-------- Records to process

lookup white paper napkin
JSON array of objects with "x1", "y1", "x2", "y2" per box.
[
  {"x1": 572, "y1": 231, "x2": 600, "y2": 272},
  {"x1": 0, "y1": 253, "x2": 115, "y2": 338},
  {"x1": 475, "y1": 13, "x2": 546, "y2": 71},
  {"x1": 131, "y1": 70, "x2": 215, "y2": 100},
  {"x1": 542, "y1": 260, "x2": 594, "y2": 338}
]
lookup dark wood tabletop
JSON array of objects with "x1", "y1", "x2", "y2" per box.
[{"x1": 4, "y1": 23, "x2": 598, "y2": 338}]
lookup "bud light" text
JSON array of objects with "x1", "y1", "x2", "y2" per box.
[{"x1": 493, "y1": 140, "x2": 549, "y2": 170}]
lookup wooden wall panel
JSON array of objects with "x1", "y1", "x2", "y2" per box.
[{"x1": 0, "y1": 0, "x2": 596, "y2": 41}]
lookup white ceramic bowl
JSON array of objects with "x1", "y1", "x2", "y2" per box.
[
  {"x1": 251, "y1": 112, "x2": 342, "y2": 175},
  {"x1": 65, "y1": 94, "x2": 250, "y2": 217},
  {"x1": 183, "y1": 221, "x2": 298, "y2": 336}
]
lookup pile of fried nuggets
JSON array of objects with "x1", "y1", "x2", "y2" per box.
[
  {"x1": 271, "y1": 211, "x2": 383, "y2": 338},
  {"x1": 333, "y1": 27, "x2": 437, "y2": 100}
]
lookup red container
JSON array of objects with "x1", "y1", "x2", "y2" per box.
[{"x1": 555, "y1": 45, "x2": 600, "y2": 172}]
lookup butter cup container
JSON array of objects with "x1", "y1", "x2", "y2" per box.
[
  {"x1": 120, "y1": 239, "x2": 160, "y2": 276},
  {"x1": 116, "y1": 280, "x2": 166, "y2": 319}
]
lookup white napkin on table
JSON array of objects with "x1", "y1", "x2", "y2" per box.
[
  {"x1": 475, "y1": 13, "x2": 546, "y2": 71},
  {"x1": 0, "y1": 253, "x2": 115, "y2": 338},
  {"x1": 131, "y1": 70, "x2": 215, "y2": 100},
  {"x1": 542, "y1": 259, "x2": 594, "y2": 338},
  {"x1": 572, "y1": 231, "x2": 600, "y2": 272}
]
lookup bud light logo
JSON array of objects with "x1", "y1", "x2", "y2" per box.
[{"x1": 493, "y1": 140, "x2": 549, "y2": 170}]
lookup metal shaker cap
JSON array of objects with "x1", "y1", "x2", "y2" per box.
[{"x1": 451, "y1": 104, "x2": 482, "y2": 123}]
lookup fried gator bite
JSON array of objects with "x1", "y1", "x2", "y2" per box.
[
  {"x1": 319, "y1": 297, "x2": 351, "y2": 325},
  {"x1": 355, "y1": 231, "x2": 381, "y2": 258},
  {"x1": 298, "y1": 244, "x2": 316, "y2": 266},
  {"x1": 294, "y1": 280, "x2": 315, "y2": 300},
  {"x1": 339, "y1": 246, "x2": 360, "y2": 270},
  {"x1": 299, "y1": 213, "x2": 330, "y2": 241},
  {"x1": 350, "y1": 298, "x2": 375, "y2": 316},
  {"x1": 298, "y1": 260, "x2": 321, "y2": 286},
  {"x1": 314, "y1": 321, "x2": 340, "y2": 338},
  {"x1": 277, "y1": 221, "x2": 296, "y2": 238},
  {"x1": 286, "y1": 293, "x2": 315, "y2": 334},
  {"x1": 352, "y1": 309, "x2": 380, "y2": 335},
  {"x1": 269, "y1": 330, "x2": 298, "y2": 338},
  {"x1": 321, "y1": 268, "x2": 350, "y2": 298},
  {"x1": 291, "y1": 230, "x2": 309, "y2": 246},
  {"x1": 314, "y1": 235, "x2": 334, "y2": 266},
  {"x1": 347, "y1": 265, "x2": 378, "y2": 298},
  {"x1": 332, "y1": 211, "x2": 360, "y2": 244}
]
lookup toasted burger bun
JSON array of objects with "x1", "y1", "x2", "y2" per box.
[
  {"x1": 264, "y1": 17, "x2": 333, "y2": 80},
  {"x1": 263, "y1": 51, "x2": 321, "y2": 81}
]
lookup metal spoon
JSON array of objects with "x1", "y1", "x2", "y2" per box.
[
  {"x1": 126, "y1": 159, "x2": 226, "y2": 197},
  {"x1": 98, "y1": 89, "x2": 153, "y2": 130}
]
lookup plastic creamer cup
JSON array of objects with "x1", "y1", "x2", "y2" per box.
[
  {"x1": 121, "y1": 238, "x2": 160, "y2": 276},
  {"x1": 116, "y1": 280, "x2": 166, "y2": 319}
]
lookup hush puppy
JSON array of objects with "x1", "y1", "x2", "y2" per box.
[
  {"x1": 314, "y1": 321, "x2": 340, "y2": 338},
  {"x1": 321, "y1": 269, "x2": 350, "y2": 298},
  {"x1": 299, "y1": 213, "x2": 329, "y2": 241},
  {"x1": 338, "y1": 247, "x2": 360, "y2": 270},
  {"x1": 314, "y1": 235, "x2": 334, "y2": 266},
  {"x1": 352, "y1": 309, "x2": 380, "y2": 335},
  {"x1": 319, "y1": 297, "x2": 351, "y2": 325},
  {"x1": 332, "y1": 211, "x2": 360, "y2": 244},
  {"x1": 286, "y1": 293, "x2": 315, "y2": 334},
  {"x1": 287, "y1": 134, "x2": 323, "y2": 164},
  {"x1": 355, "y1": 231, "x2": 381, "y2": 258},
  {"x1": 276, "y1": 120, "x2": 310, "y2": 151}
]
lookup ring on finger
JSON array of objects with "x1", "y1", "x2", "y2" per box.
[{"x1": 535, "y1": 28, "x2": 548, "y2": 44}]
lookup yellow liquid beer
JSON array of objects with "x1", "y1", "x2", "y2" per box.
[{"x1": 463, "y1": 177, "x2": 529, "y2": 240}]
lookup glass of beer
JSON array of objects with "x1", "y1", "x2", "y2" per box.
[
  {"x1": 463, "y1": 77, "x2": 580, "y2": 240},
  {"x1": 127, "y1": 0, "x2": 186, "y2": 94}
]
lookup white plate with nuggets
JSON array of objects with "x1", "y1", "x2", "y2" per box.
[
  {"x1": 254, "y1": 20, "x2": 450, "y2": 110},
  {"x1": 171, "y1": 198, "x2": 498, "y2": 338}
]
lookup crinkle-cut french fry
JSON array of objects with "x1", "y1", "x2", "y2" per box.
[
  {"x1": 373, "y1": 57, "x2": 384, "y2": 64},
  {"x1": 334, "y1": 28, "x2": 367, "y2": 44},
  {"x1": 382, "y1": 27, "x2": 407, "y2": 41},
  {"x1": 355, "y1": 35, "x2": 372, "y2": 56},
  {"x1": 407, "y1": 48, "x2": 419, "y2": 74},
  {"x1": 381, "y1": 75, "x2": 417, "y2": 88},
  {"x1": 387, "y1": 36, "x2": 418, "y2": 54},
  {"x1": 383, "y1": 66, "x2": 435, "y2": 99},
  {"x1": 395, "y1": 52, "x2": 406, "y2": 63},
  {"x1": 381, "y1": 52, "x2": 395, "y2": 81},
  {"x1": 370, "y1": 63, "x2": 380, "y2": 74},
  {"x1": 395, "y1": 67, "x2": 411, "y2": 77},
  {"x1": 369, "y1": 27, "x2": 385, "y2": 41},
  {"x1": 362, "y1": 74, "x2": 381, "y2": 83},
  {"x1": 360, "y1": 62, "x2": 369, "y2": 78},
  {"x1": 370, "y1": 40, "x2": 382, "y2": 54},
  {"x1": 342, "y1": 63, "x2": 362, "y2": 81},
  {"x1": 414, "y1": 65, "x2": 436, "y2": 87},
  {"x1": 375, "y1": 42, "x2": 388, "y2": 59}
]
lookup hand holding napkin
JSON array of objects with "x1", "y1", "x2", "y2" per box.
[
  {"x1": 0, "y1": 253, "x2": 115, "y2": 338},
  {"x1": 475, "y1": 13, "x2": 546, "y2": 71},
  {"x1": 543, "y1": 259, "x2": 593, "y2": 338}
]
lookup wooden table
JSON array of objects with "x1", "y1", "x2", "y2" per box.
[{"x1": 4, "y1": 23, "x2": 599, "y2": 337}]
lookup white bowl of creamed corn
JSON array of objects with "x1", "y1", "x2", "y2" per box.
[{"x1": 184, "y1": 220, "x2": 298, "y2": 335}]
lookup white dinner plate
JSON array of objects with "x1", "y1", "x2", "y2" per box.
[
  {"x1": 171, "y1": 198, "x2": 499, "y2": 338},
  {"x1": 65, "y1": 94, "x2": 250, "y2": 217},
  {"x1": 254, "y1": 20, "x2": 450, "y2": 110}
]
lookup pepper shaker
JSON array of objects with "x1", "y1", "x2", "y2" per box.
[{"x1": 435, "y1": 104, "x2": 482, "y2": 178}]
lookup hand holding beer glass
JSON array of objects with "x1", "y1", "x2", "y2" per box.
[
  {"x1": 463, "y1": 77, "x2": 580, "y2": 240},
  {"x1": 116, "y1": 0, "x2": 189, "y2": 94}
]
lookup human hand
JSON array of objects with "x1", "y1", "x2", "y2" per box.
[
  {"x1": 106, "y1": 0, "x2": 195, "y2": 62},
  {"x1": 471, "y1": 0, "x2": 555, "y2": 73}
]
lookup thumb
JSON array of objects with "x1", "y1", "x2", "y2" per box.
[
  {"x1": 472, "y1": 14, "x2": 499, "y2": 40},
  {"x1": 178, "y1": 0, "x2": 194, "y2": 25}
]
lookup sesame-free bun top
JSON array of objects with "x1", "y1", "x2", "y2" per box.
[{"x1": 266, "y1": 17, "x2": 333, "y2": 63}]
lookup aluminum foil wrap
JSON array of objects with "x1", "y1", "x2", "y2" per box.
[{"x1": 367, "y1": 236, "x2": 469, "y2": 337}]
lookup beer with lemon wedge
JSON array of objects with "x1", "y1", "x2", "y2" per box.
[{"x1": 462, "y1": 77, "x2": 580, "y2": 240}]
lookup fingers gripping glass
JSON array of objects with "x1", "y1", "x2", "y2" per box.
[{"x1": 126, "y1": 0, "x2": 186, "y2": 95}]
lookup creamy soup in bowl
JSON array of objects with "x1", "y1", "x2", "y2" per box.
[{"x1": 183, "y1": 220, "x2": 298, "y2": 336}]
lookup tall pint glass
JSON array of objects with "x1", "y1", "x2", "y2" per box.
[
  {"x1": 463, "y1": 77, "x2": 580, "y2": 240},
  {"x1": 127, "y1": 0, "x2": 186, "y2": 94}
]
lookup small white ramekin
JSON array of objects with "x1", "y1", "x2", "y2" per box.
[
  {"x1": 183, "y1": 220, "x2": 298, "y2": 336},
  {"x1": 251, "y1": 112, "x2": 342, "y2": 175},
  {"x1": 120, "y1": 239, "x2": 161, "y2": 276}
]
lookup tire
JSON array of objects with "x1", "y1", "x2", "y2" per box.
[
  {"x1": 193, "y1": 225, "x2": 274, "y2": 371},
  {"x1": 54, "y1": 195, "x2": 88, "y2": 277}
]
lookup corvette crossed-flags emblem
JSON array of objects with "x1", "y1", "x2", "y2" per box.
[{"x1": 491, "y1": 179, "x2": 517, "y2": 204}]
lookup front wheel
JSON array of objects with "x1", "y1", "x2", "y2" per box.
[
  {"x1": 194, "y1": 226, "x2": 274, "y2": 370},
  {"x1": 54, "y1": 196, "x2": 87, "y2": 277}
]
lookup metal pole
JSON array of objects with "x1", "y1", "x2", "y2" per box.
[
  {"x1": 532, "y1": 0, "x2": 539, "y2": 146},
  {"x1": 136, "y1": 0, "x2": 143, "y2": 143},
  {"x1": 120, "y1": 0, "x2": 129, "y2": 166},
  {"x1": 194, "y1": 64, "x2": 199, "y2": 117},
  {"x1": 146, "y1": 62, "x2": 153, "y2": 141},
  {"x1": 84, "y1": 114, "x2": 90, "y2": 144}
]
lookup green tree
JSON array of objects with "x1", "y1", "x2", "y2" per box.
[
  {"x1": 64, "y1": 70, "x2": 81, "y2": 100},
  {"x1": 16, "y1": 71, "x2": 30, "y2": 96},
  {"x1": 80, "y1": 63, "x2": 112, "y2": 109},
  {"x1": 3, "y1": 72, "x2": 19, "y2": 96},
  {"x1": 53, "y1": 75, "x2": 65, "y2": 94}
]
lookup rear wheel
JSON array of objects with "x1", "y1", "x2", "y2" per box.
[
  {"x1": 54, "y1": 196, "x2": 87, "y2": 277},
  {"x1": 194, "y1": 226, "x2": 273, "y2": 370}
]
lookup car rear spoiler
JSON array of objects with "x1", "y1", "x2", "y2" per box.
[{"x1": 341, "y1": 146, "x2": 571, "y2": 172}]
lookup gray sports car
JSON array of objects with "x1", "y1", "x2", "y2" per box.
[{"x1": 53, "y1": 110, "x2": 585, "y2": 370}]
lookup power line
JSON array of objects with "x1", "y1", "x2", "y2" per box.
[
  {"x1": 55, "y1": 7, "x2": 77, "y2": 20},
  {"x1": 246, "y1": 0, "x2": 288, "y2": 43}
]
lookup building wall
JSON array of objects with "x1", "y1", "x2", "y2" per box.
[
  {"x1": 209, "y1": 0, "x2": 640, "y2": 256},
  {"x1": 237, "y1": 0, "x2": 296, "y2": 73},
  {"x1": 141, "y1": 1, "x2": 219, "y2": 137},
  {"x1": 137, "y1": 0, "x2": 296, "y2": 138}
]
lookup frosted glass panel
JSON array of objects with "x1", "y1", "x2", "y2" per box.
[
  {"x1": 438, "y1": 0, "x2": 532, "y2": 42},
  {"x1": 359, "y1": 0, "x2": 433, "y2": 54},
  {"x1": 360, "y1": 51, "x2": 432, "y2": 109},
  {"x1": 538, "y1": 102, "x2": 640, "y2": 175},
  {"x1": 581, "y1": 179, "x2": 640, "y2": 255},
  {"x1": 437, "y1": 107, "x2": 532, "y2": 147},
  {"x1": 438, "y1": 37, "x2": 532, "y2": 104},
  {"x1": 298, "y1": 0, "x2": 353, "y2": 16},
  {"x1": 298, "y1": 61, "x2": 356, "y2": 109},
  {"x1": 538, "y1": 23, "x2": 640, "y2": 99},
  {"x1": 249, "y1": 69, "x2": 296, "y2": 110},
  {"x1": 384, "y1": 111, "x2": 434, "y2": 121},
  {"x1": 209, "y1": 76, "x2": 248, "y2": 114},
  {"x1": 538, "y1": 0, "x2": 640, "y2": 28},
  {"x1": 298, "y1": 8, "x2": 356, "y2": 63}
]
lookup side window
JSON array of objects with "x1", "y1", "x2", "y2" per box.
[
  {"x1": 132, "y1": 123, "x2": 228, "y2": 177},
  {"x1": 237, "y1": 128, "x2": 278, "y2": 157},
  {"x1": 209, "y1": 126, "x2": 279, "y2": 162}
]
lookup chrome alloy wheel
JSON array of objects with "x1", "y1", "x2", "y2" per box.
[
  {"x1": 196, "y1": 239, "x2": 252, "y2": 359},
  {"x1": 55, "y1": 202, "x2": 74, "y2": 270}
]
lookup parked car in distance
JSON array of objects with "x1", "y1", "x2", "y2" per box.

----------------

▸ Try it
Retype exactly the span of lines from the one with "lookup white bowl of creamed corn" through the one with "lookup small white ramekin"; include both ends and omit the rest of the material.

▸ Result of the task
lookup white bowl of creamed corn
JSON array of objects with "x1", "y1", "x2", "y2" per box.
[{"x1": 184, "y1": 220, "x2": 298, "y2": 335}]
lookup white dinner plate
JSON array of objects with "x1", "y1", "x2", "y2" per box.
[
  {"x1": 171, "y1": 198, "x2": 499, "y2": 338},
  {"x1": 65, "y1": 94, "x2": 250, "y2": 217},
  {"x1": 254, "y1": 20, "x2": 450, "y2": 110}
]
lookup pepper shaker
JSON array of objects with "x1", "y1", "x2", "y2" per box.
[{"x1": 435, "y1": 104, "x2": 482, "y2": 178}]
lookup hand holding beer glass
JSON array of objects with "x1", "y1", "x2", "y2" per box.
[
  {"x1": 463, "y1": 77, "x2": 580, "y2": 240},
  {"x1": 116, "y1": 0, "x2": 189, "y2": 94}
]
lookup human hand
JSON array of objects with "x1", "y1", "x2", "y2" per box.
[
  {"x1": 106, "y1": 0, "x2": 195, "y2": 62},
  {"x1": 471, "y1": 0, "x2": 555, "y2": 73}
]
lookup thumb
JSON array of objects with "x1", "y1", "x2", "y2" per box.
[
  {"x1": 472, "y1": 14, "x2": 499, "y2": 40},
  {"x1": 178, "y1": 0, "x2": 194, "y2": 25}
]
lookup sesame-free bun top
JSON array of objects with "x1", "y1", "x2", "y2" per box.
[{"x1": 266, "y1": 17, "x2": 333, "y2": 63}]
lookup aluminum foil wrap
JSON array of objects with "x1", "y1", "x2", "y2" per box.
[{"x1": 367, "y1": 236, "x2": 469, "y2": 337}]
lookup beer with lemon wedge
JSON array of objects with "x1", "y1", "x2", "y2" per box.
[{"x1": 462, "y1": 77, "x2": 580, "y2": 240}]
lookup fingers gripping glass
JSON array of objects with "x1", "y1", "x2", "y2" per box.
[{"x1": 126, "y1": 0, "x2": 186, "y2": 95}]
lookup creamy soup in bowl
JSON array of objects with "x1", "y1", "x2", "y2" per box.
[{"x1": 183, "y1": 220, "x2": 298, "y2": 336}]
lookup tall pint glass
JSON array of objects with "x1", "y1", "x2", "y2" per box.
[
  {"x1": 463, "y1": 77, "x2": 580, "y2": 240},
  {"x1": 127, "y1": 0, "x2": 186, "y2": 94}
]
lookup small white ramekin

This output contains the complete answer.